-------- Material provided --------
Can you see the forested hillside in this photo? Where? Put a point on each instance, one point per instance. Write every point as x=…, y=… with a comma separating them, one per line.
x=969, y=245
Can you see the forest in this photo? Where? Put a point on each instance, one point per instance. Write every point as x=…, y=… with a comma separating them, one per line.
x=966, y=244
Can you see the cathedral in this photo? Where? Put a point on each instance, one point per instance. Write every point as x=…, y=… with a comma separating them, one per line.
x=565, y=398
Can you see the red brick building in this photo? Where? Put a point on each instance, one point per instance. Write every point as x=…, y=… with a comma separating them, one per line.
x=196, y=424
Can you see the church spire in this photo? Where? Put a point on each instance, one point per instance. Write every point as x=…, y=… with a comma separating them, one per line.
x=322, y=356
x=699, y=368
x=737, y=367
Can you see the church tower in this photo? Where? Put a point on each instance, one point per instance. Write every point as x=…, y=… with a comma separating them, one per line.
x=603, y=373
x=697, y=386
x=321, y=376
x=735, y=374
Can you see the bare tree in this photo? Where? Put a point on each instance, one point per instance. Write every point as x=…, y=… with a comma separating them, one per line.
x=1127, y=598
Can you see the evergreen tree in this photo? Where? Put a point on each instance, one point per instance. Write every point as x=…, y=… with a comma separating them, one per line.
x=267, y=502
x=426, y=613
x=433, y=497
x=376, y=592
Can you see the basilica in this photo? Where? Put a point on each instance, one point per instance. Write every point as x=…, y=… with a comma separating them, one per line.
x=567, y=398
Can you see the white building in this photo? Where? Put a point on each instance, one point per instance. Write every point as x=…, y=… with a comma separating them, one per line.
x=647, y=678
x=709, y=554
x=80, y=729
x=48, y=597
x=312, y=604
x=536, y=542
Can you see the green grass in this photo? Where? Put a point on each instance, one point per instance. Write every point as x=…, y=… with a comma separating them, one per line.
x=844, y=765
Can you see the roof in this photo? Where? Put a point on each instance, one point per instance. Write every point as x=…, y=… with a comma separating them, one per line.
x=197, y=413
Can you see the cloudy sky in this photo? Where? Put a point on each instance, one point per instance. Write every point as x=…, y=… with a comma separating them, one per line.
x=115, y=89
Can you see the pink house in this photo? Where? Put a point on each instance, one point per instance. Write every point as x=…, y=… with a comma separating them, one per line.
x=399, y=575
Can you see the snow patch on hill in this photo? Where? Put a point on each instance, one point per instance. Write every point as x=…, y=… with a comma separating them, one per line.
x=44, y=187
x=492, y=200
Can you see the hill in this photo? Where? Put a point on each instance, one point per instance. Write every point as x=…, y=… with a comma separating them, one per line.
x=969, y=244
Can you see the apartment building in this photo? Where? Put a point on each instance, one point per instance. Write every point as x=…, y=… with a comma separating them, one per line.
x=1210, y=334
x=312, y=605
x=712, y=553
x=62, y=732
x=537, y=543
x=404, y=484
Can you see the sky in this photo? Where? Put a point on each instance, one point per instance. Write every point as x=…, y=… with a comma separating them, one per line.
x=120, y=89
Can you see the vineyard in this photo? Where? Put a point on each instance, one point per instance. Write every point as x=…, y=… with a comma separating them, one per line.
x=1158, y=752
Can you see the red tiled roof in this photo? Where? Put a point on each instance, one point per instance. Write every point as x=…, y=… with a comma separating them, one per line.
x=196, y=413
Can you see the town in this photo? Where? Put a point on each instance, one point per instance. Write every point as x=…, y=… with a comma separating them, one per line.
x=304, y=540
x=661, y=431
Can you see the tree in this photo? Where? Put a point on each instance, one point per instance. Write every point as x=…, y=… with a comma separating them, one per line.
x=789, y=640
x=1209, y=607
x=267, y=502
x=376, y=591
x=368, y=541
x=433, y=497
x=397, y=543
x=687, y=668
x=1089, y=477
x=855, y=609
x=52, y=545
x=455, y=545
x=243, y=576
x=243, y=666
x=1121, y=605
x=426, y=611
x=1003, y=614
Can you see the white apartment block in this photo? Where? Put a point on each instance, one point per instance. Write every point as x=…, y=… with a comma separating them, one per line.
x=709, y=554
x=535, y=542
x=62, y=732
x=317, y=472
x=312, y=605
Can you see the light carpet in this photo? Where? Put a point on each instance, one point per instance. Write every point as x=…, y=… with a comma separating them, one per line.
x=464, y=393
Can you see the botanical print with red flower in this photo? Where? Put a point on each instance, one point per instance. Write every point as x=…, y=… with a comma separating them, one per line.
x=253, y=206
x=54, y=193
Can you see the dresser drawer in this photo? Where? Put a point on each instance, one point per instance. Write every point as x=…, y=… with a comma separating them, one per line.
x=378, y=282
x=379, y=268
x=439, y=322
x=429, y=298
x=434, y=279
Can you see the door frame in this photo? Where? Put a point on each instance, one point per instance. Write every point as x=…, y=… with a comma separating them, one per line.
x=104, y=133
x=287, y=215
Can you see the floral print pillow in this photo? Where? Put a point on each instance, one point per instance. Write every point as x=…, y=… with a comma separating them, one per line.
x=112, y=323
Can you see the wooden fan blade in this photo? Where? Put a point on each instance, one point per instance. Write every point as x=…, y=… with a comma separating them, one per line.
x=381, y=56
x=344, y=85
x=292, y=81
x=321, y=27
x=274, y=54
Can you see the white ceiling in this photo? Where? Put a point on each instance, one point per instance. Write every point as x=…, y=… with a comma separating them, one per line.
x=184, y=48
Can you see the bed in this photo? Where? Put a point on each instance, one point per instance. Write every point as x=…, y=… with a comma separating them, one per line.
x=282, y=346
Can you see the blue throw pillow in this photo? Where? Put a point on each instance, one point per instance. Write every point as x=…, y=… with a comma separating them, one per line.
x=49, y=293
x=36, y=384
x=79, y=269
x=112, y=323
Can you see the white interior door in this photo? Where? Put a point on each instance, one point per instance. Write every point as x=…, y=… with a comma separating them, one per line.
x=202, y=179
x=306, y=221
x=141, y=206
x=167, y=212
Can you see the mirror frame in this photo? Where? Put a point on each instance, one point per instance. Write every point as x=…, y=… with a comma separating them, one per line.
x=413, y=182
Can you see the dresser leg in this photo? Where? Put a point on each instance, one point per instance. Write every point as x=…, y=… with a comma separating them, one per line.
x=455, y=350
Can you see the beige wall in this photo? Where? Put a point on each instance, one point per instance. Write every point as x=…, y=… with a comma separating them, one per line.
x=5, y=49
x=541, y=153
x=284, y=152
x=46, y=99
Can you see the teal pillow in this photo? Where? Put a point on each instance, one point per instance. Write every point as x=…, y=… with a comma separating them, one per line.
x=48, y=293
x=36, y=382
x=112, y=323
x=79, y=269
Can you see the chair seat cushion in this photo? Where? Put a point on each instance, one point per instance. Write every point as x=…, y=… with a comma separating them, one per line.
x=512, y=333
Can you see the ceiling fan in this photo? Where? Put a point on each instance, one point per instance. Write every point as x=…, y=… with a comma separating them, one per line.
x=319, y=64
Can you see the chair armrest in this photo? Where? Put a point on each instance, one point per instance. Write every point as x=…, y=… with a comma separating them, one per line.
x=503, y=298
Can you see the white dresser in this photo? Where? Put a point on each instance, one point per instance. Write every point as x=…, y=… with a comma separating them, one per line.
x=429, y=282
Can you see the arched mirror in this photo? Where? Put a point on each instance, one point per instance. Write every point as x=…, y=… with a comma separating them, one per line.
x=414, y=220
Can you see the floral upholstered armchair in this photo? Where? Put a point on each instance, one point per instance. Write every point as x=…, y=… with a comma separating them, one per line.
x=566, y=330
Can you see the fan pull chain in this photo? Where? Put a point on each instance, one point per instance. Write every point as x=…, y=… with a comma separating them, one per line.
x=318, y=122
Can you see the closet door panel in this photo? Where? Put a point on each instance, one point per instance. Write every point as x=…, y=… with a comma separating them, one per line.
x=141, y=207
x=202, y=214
--------
> **What you will do**: Repeat the listing exactly, from its first line to its last.

> **Task answer**:
Can you see the forested hillside in this photo? Where? Put a point on each instance, one point per instance. Write every point as x=…, y=… with a comma separating them, one per line.
x=969, y=245
Can you see the forest in this photo? Where? Put a point on each instance, one point per instance. Write every point as x=…, y=… with a comma separating them, one per line.
x=966, y=244
Can you see the cathedral in this photo? Where? Put a point on each instance, one point per instance. Write every point as x=…, y=… with a comma separating them, one per line.
x=565, y=398
Can you see the red brick building in this photo? Where? Put a point on each instance, one point per instance. Write every point as x=…, y=… with a comma separating them, one per line.
x=196, y=424
Can you see the church spire in this photo? Where? Put a point on each instance, one point per instance. Write every point as x=…, y=… with a comma separating them, one per line.
x=322, y=356
x=699, y=368
x=737, y=367
Can you see the church tower in this photo? Where? Put a point on each instance, one point per instance. Write every point as x=…, y=… with a comma separating them, one per line.
x=603, y=373
x=697, y=386
x=321, y=376
x=735, y=374
Can you see the bare tree in this photo? Where? Put a point on each instance, one point per instance. Write every point as x=…, y=… with a comma separating them, one per line.
x=1127, y=598
Can you see the evergreen tree in this photo? Where? Put a point on each instance, one point per instance. Write every point as x=…, y=… with a comma separating them, one per line.
x=267, y=502
x=426, y=613
x=433, y=497
x=376, y=592
Can you see the basilica in this photo? Where? Put a point on each instance, one point per instance. Write every point as x=…, y=… with a comma separating them, one per line.
x=567, y=398
Can you see the white building in this photo? Where? Put a point on each instance, one point per instance. Write every point as x=…, y=… with a comma separating them, one per line.
x=647, y=678
x=709, y=554
x=80, y=729
x=48, y=597
x=312, y=604
x=536, y=542
Can you see the green grass in this photo? Where? Put a point on each instance, one point per instance. Write every point as x=…, y=… with a comma separating them, one per line.
x=844, y=765
Can you see the roof in this photo? Where? Put a point on each instance, one point per instance. Write every point as x=…, y=… with a comma separating them, one per line.
x=197, y=413
Can you see the cloudy sky in this photo? Where? Put a point on each instance, one point per instance. Write every point as x=…, y=… with a comma separating them, one per line.
x=115, y=89
Can you see the pink house in this photo? Where? Put a point on each instance, one point per instance. Write every point as x=…, y=… with a comma separating them, one per line.
x=399, y=575
Can you see the snow patch on hill in this photo? Where? Put a point on each instance, one point per instance. Write every point as x=…, y=… with a comma separating them, one per line.
x=44, y=187
x=492, y=200
Can you see the hill in this photo? Where? Put a point on each instance, one point per instance. Write every point as x=…, y=… with a comma separating them, one per line.
x=969, y=244
Can you see the apartment building in this photo? Where? Put a point on each instance, one point per instance. Write every point as x=…, y=… with a comma separating them, one per line.
x=1210, y=334
x=312, y=605
x=712, y=553
x=62, y=732
x=537, y=543
x=404, y=484
Can you see the sky in this photo? Where? Put a point on each instance, one point per instance. Write every point as x=…, y=… with a comma separating them, one per line.
x=120, y=89
Can you see the vineyard in this photo? Where? Put a point on each instance, one point per instance. Write every point as x=…, y=… with a comma separating them, one per line.
x=1158, y=752
Can you see the red tiled roof in this photo? Where? Put a point on each instance, one point per instance. Write every point as x=…, y=… with a comma separating them, one per line.
x=196, y=413
Can you see the town in this photo? Where? Put a point on each instance, one point per instance. Write every point as x=…, y=… with a comma separating them, one per line.
x=304, y=540
x=661, y=431
Can you see the tree in this photo? Where? Put a point on each instance, one point per instance. Write every point as x=…, y=… with a comma separating them, one per line.
x=789, y=640
x=1209, y=607
x=267, y=502
x=376, y=591
x=368, y=541
x=433, y=497
x=397, y=543
x=687, y=668
x=1089, y=477
x=855, y=609
x=52, y=545
x=455, y=545
x=243, y=576
x=243, y=666
x=1121, y=605
x=426, y=611
x=1003, y=614
Can you see the white apartment block in this photo? Where? Put a point on each instance, one point per instance. Write every point as x=…, y=… with a comma separating them, one per line.
x=709, y=554
x=535, y=542
x=62, y=732
x=317, y=472
x=312, y=605
Can you see the light carpet in this photo? Where? Put a point on each instance, one point per instance. Write every point as x=…, y=… with a comma separating them, one per line.
x=464, y=393
Can you see the botanical print with red flower in this photo? Where? Put a point on each instance, one point per instance. Write every point as x=…, y=… with a comma separating them, one per line.
x=253, y=206
x=54, y=193
Can you see the dresser drawer in this photo? Where? Put a point on each instance, one point per instance. Write every point as x=…, y=… with a comma separating them, one per line.
x=378, y=282
x=379, y=268
x=439, y=322
x=429, y=298
x=434, y=279
Can you see the door frame in this photo? Where? Put a point on each instance, one point per instance. Write every point as x=…, y=… with a comma separating them, one per line.
x=104, y=133
x=287, y=215
Can you see the floral print pillow in this photo? Where? Put a point on each instance, one point per instance. Write every point as x=…, y=… with a comma separating them, one per line.
x=112, y=323
Can you see the wooden fan blade in this photo? Where? Put a point on each instance, one point per instance. Write every point as x=…, y=… with a comma separating them, one per line.
x=381, y=56
x=344, y=85
x=292, y=81
x=321, y=27
x=274, y=54
Can you see the white ceiling in this photo? Where? Put a point on each instance, one point per instance. Write every point as x=…, y=… with a comma separating them, one per line.
x=184, y=48
Can you see the bed in this photo? Where? Put a point on each instance, one point per instance. Write every point as x=…, y=… with a comma separating them, one per line.
x=282, y=346
Can you see the blue throw pillow in this photo? Where? Put a point on each instance, one point per instance. Write every point as x=…, y=… with a comma separating them, one per line.
x=49, y=293
x=36, y=384
x=79, y=269
x=112, y=323
Can you see the white interior door in this photo? Where? Put a point on each instance, one point per instance. Write every point as x=…, y=… with a comma separating them, one per line.
x=202, y=179
x=306, y=221
x=141, y=206
x=167, y=212
Can you see the mirror frame in this photo? Where? Put a point on each instance, one point per instance. Write every point as x=…, y=… with a comma separating them, one per line.
x=413, y=182
Can you see the dresser leg in this photo? Where? Put a point on each instance, one point per instance. Write every point as x=…, y=… with a comma separating them, one per line.
x=455, y=350
Can you see the beige wall in this photo? Where? Put a point on each instance, one point per instance. Write every point as x=…, y=… with a comma separating them, one per line.
x=5, y=49
x=541, y=153
x=284, y=152
x=46, y=99
Can you see the teal pillow in this photo? Where? Put a point on each instance, one point per instance. Write every point as x=…, y=… with a comma separating them, one per line.
x=48, y=293
x=36, y=382
x=112, y=323
x=79, y=269
Can you see the chair seat cushion in this photo? Where? Put a point on each instance, one point per instance. Write every point as x=…, y=… with a comma separating them, one per line.
x=512, y=333
Can you see the ceiling fan in this photo? Where? Put a point on each instance, one point per instance. Write every point as x=…, y=… with a comma separating them, one per line.
x=319, y=64
Can you see the chair armrest in this photo? Where? Put a point on each instance, one point per instance. Write every point as x=…, y=… with a comma separating them, one per line.
x=503, y=298
Can you see the white dresser in this photo? Where? Put a point on each instance, one point per instance. Write every point as x=…, y=… with a comma separating them, one per line.
x=429, y=282
Can you see the arched mirror in this photo? Where? Put a point on each instance, one point per instance. Write every point as x=…, y=… with a comma separating them, one per line.
x=414, y=220
Can you see the floral upholstered armchair in this photo? Where? Put a point on each instance, one point per instance. Write every point as x=…, y=… with a comma separating them, one per line.
x=566, y=330
Can you see the fan pull chain in this photo? Where? Put a point on each instance, one point per instance. Write every point as x=…, y=… with a comma separating them, one per line.
x=318, y=122
Can you see the closet door panel in this photo? Where? Put a point on each instance, one point per instance. Write every point as x=…, y=… with a comma separating them, one per line.
x=141, y=207
x=202, y=214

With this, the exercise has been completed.